__BRIEF__
Please gather each line from the items below that contains the string "field" and copy those lines.

__ITEMS__
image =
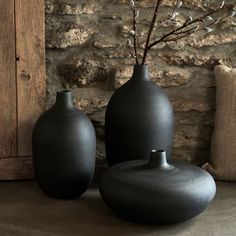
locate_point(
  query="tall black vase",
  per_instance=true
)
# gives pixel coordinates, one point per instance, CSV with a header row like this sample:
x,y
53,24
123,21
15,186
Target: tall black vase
x,y
64,147
139,118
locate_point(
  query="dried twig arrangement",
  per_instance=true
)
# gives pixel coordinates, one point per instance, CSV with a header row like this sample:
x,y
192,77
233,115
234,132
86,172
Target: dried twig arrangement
x,y
189,27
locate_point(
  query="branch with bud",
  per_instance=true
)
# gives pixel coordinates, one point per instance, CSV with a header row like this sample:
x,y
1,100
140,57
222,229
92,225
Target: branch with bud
x,y
189,27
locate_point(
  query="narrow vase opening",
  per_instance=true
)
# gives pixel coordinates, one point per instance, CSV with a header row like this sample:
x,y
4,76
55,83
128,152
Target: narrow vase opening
x,y
141,73
158,160
64,100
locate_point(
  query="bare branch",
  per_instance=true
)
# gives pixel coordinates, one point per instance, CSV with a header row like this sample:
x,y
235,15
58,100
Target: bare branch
x,y
150,31
129,44
135,15
179,31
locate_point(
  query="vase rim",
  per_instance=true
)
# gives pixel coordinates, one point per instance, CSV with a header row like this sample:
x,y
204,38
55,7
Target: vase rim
x,y
64,92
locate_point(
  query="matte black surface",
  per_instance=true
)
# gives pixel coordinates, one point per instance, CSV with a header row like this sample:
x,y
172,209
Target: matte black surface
x,y
139,118
155,192
64,147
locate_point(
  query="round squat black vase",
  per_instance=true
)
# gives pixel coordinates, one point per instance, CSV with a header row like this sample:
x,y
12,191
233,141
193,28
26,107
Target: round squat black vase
x,y
155,191
64,147
139,118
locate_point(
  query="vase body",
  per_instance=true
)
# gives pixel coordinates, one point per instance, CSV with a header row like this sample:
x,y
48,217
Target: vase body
x,y
139,118
155,191
64,147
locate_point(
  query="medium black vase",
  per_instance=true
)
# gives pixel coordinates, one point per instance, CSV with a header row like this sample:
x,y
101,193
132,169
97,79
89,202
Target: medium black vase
x,y
155,191
139,118
64,147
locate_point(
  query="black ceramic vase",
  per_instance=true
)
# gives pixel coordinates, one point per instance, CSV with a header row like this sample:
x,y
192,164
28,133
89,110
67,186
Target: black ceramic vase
x,y
155,191
139,118
64,147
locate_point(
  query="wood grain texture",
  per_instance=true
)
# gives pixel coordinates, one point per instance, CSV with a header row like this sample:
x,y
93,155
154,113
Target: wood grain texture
x,y
8,122
30,49
16,168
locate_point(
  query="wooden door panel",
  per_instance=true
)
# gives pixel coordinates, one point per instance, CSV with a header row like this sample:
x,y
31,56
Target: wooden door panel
x,y
30,68
8,128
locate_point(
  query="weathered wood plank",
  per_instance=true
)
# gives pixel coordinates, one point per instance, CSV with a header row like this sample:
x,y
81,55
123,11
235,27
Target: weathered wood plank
x,y
30,49
16,168
8,136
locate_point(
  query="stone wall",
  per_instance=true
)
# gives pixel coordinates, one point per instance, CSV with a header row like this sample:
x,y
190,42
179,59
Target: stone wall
x,y
86,52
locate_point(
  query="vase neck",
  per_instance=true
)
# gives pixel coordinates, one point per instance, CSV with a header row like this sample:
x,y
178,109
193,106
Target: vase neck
x,y
158,160
64,101
140,73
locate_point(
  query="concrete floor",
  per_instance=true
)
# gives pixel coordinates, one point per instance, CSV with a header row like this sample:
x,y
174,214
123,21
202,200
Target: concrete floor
x,y
25,211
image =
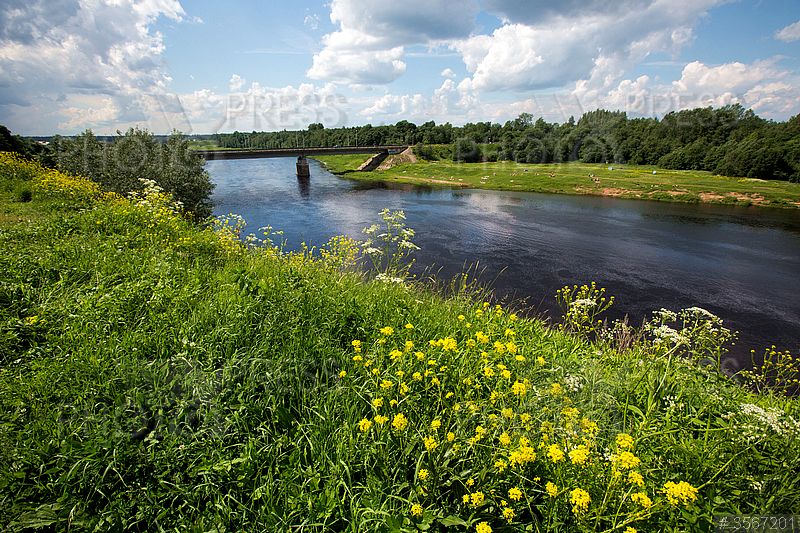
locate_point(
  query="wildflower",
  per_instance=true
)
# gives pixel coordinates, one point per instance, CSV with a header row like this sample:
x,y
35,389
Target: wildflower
x,y
519,388
635,478
483,527
627,460
477,499
580,500
579,455
400,422
624,441
514,494
681,492
430,443
642,499
364,425
554,453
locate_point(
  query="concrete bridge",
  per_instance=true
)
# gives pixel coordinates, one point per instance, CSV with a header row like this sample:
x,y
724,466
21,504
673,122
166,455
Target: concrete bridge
x,y
210,155
301,154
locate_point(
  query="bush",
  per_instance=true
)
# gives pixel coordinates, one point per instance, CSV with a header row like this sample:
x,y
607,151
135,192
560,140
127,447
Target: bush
x,y
134,156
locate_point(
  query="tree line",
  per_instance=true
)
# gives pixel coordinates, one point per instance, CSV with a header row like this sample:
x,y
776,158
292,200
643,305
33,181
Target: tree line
x,y
729,140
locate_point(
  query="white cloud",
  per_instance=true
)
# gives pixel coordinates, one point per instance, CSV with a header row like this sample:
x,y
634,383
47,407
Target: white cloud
x,y
53,54
236,82
370,44
549,45
790,33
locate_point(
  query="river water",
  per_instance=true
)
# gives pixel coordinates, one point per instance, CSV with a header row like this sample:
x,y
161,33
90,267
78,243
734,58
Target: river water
x,y
742,264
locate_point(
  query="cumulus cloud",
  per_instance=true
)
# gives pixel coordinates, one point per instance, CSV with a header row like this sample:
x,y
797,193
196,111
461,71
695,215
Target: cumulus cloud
x,y
546,45
86,60
369,46
790,33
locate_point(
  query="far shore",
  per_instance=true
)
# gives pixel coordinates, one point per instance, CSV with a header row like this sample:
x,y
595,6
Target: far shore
x,y
613,180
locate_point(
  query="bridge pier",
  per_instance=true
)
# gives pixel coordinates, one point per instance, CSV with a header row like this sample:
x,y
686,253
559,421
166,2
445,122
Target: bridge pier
x,y
302,167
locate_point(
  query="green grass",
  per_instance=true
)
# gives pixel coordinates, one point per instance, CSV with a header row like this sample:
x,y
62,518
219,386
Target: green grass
x,y
157,376
339,164
625,181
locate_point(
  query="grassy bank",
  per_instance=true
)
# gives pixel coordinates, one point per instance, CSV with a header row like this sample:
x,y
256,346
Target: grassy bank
x,y
160,376
624,181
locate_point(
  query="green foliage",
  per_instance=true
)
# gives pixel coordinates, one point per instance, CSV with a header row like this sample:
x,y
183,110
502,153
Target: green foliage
x,y
135,155
161,376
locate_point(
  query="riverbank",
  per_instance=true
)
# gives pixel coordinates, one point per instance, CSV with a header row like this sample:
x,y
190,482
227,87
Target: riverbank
x,y
157,375
620,181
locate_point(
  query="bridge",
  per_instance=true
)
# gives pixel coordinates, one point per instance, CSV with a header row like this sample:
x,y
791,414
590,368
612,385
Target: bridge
x,y
300,153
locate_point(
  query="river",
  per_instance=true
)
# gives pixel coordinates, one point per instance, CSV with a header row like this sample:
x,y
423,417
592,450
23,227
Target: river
x,y
743,264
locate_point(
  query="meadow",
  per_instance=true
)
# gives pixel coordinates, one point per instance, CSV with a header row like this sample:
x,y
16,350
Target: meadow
x,y
159,375
622,181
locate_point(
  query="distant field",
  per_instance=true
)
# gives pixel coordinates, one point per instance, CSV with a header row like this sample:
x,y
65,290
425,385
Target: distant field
x,y
623,181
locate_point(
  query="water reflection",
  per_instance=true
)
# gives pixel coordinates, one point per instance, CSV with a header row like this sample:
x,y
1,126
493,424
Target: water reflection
x,y
740,263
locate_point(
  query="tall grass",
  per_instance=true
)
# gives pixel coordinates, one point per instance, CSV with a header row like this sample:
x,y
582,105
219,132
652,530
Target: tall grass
x,y
159,376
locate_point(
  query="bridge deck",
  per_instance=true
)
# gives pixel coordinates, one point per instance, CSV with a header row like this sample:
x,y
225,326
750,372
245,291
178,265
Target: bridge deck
x,y
209,155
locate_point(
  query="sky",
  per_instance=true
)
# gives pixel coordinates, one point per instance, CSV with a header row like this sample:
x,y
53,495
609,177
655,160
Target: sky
x,y
202,66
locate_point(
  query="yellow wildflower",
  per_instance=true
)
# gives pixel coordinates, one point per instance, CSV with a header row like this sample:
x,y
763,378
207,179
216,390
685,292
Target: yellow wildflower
x,y
519,388
642,499
483,527
400,422
365,424
580,500
624,441
627,460
579,455
681,492
635,478
430,443
554,453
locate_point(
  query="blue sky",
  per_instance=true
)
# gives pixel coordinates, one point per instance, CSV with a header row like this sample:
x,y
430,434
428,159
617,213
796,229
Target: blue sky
x,y
204,67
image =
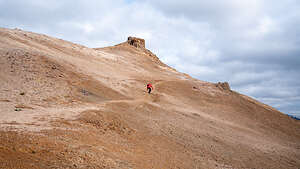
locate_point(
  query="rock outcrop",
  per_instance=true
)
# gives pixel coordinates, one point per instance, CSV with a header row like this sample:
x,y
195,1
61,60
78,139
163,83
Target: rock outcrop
x,y
136,42
223,86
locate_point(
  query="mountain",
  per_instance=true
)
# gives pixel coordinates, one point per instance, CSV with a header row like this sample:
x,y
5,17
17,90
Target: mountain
x,y
64,105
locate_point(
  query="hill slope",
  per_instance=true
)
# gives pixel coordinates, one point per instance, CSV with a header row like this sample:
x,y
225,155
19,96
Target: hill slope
x,y
64,105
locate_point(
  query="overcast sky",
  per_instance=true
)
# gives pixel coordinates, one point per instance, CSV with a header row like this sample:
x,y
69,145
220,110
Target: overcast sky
x,y
252,44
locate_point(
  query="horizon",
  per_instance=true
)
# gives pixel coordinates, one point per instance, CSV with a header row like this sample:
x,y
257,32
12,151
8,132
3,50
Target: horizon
x,y
253,45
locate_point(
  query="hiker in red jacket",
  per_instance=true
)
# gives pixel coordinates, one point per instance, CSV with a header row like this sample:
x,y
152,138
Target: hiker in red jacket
x,y
149,87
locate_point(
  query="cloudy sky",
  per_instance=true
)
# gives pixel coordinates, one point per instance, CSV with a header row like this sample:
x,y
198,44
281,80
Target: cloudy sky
x,y
252,44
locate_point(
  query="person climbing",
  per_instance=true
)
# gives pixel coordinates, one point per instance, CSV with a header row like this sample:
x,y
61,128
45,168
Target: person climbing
x,y
149,87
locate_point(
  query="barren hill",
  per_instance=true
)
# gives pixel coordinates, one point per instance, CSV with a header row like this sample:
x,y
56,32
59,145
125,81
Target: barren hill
x,y
63,105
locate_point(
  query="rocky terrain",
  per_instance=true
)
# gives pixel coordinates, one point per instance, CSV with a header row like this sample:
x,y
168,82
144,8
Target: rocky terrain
x,y
64,105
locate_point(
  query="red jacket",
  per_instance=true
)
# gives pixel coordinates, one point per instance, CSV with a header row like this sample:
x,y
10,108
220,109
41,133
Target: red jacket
x,y
149,86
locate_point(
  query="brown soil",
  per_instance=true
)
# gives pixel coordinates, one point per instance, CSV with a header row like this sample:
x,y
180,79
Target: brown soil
x,y
64,105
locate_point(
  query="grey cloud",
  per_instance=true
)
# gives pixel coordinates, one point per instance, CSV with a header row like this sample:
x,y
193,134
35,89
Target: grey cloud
x,y
253,44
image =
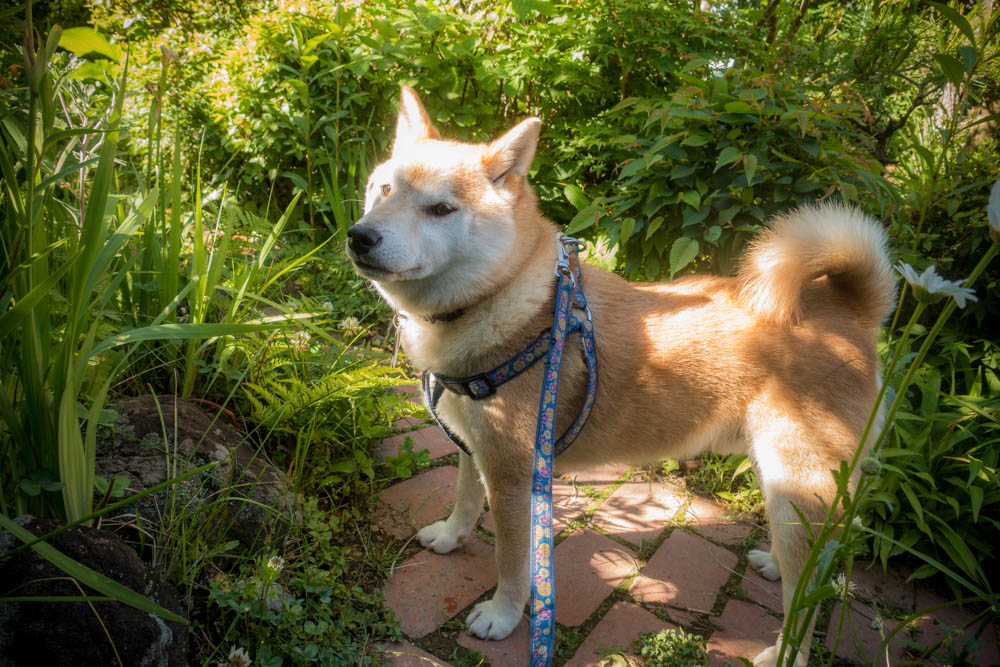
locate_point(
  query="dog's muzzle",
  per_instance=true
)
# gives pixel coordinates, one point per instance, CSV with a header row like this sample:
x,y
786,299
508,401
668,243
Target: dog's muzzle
x,y
362,239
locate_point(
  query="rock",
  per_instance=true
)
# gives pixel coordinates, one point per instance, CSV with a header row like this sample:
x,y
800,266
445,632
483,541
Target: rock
x,y
59,633
144,445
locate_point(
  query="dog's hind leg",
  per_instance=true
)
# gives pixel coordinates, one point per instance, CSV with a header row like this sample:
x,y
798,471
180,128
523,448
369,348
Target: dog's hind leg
x,y
765,563
444,536
794,470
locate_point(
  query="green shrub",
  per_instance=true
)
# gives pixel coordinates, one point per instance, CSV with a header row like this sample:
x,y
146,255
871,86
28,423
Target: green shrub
x,y
703,168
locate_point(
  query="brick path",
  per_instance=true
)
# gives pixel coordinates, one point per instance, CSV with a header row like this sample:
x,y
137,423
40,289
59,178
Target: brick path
x,y
631,556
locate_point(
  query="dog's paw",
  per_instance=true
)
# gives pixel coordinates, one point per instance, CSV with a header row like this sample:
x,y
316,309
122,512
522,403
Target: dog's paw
x,y
439,538
493,620
769,657
766,564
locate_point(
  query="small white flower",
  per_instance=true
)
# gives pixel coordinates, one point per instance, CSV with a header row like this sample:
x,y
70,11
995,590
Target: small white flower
x,y
929,286
238,657
993,212
300,341
350,326
843,586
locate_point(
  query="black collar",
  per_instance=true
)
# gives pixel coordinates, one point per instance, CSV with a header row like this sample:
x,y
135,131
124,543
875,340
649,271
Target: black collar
x,y
450,316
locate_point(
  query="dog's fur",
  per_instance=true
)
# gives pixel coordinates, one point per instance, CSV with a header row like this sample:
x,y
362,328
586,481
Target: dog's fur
x,y
779,361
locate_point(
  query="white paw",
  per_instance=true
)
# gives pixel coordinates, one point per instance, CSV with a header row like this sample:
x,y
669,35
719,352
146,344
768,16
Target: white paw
x,y
769,657
439,538
766,564
493,620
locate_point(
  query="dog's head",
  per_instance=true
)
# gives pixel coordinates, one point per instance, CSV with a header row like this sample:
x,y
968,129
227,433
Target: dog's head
x,y
440,216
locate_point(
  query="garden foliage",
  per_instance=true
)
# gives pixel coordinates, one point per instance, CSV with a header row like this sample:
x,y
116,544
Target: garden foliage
x,y
178,180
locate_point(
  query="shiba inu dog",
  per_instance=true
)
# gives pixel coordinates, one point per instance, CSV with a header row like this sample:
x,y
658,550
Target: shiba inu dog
x,y
779,361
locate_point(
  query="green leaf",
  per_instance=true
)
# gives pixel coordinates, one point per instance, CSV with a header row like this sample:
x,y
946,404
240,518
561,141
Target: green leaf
x,y
297,181
585,218
681,253
976,495
750,166
970,56
632,167
576,196
85,41
628,225
696,140
738,106
960,21
87,576
653,226
951,66
728,155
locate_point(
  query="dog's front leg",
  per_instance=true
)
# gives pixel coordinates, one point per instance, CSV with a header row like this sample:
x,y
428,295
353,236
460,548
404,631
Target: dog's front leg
x,y
511,507
444,536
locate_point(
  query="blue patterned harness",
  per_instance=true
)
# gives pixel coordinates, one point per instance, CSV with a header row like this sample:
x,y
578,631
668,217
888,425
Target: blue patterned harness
x,y
570,315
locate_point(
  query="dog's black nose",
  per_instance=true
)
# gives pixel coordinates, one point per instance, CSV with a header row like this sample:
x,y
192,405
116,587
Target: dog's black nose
x,y
362,239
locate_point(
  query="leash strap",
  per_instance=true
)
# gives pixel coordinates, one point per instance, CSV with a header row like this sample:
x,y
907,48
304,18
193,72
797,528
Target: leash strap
x,y
571,314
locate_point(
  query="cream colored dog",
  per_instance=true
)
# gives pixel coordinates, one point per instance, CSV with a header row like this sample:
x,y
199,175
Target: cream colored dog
x,y
779,362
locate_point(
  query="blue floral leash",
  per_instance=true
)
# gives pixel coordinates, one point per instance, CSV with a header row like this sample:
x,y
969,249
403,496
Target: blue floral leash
x,y
571,315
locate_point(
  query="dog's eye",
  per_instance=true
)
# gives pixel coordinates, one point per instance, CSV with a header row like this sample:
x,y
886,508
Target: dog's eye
x,y
440,210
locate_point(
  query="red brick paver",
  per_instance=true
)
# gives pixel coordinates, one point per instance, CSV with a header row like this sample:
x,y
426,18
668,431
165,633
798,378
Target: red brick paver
x,y
569,501
514,651
745,630
431,438
623,623
405,654
709,519
410,505
933,627
638,511
686,571
588,567
429,588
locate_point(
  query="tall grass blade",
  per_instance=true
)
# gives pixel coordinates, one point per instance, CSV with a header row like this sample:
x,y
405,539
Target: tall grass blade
x,y
89,577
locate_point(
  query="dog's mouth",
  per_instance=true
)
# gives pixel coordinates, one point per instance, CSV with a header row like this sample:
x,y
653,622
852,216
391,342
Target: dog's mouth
x,y
379,273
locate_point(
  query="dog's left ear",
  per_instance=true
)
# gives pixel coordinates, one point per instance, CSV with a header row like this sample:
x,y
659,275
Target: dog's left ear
x,y
512,153
413,123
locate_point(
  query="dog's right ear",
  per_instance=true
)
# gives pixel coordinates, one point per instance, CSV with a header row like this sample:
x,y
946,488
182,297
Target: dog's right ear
x,y
413,123
512,153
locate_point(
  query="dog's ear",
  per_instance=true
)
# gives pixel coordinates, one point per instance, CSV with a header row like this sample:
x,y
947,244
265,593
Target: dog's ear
x,y
413,123
512,153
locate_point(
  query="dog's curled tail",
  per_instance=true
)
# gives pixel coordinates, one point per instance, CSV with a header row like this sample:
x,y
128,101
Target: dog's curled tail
x,y
830,239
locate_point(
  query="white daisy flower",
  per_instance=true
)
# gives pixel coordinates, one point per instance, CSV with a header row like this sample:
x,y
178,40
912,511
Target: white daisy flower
x,y
300,341
929,286
238,657
350,326
843,586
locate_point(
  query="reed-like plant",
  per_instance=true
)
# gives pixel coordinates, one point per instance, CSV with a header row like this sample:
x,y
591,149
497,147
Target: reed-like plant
x,y
74,251
843,532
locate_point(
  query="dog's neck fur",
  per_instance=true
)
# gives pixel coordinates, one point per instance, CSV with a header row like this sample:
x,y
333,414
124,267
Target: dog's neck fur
x,y
486,334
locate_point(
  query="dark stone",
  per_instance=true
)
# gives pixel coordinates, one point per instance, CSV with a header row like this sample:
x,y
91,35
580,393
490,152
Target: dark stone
x,y
156,439
63,633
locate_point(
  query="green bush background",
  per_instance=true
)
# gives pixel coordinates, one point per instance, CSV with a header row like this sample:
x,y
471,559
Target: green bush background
x,y
672,131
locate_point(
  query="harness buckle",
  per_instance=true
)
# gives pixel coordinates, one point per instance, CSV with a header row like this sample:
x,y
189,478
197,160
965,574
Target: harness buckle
x,y
478,380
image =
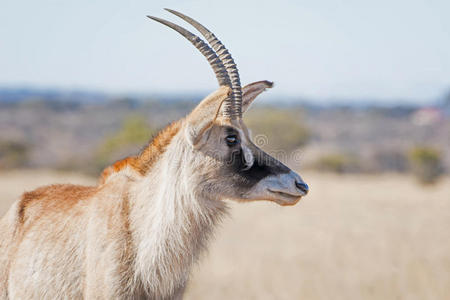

__TASK OUTPUT__
  query="distant field",
Target: distant field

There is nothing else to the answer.